● Your goal
The lines to be set down run from the line containing "Mark the power" through the final line of the data below; print them exactly and print nothing else.

** Begin Provided records **

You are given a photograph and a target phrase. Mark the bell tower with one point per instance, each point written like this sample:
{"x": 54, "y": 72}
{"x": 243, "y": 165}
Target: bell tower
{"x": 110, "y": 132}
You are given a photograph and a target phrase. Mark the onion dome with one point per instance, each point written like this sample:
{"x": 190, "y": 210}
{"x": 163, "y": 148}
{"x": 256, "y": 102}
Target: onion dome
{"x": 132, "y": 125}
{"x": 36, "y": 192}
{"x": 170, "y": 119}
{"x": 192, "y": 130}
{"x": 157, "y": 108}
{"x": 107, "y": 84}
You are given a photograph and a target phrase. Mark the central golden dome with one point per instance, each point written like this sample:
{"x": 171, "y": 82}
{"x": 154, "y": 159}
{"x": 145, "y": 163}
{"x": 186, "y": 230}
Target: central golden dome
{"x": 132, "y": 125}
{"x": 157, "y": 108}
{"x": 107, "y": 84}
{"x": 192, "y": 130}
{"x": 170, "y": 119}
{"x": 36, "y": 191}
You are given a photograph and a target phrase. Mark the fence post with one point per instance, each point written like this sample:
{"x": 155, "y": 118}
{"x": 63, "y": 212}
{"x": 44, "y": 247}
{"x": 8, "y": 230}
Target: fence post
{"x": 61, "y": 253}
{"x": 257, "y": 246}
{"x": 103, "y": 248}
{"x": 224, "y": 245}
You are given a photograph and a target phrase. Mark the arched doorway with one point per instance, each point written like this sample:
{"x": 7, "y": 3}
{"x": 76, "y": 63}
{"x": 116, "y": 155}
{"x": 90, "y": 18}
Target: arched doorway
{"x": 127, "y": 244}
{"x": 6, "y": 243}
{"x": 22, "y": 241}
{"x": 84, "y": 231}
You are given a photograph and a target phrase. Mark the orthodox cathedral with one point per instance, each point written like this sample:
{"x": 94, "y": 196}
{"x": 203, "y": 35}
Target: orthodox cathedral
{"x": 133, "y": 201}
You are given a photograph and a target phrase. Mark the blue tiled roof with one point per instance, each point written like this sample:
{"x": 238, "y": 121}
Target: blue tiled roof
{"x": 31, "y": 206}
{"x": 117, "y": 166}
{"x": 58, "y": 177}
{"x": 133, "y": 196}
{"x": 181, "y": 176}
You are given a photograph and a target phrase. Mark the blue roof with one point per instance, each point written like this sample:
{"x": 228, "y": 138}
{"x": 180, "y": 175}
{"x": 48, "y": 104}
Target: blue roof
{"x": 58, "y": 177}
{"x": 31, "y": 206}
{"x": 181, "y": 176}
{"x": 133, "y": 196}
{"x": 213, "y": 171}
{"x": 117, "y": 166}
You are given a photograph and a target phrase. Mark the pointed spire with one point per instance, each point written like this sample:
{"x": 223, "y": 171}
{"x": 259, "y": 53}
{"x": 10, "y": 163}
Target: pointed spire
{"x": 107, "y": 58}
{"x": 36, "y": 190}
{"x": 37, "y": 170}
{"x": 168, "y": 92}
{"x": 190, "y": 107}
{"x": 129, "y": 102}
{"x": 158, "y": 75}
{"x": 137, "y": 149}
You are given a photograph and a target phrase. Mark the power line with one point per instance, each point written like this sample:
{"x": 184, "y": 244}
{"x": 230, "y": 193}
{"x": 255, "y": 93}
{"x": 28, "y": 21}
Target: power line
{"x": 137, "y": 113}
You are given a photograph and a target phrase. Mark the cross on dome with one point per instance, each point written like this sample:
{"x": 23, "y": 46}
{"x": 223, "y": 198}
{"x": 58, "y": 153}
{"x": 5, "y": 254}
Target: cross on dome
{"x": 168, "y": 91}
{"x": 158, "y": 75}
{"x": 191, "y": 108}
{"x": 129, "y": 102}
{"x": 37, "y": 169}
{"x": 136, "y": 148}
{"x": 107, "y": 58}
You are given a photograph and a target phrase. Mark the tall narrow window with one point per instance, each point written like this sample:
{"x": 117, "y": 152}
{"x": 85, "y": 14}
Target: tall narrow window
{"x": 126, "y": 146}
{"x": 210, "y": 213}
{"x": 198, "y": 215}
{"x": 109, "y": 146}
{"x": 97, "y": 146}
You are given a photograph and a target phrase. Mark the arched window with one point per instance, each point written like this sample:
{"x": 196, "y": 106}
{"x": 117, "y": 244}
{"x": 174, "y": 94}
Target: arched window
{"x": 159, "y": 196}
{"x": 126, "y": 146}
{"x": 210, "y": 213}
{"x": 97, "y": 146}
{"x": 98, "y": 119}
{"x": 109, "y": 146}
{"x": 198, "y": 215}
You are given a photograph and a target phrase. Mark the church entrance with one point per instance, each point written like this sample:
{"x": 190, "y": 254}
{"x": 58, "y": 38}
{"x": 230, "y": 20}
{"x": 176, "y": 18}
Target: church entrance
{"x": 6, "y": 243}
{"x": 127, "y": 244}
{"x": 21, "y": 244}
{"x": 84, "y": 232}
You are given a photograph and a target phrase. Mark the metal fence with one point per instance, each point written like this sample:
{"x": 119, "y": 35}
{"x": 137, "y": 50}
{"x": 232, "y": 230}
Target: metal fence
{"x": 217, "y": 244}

** End Provided records **

● Written solution
You are given a photograph and a target phrase. Mark the power line with one point per instance, each point written like this sample:
{"x": 184, "y": 244}
{"x": 230, "y": 193}
{"x": 255, "y": 93}
{"x": 28, "y": 21}
Target: power line
{"x": 137, "y": 113}
You are given a photograph and a target phrase. Mark the cross on dome with one point per instance, each point written like this sample:
{"x": 23, "y": 46}
{"x": 223, "y": 198}
{"x": 58, "y": 153}
{"x": 5, "y": 254}
Target: cross on dome
{"x": 168, "y": 91}
{"x": 158, "y": 75}
{"x": 191, "y": 108}
{"x": 129, "y": 102}
{"x": 37, "y": 169}
{"x": 136, "y": 148}
{"x": 107, "y": 58}
You are given a photograph and a target phrase. Mark the tall narrow window with one point per instance, each point written like this sample:
{"x": 117, "y": 152}
{"x": 85, "y": 14}
Target: tall narrow window
{"x": 126, "y": 146}
{"x": 210, "y": 213}
{"x": 198, "y": 215}
{"x": 109, "y": 146}
{"x": 97, "y": 146}
You are given a photograph and a target phrase. Mark the arched window with one point per instance, each point written like this sample:
{"x": 196, "y": 106}
{"x": 117, "y": 244}
{"x": 174, "y": 94}
Target: arched window
{"x": 159, "y": 196}
{"x": 126, "y": 146}
{"x": 210, "y": 213}
{"x": 97, "y": 146}
{"x": 98, "y": 119}
{"x": 109, "y": 146}
{"x": 198, "y": 215}
You are given a photograph and a target phrase. Mark the church entrance with one point per instance, each point written like this sample:
{"x": 190, "y": 254}
{"x": 58, "y": 38}
{"x": 230, "y": 20}
{"x": 176, "y": 18}
Target: church entrance
{"x": 6, "y": 243}
{"x": 127, "y": 244}
{"x": 21, "y": 244}
{"x": 84, "y": 232}
You are given a photograph and a target phrase. Mark the metal fence with one point per instance, each point written like this sample:
{"x": 119, "y": 35}
{"x": 137, "y": 50}
{"x": 232, "y": 230}
Target: metal fence
{"x": 217, "y": 244}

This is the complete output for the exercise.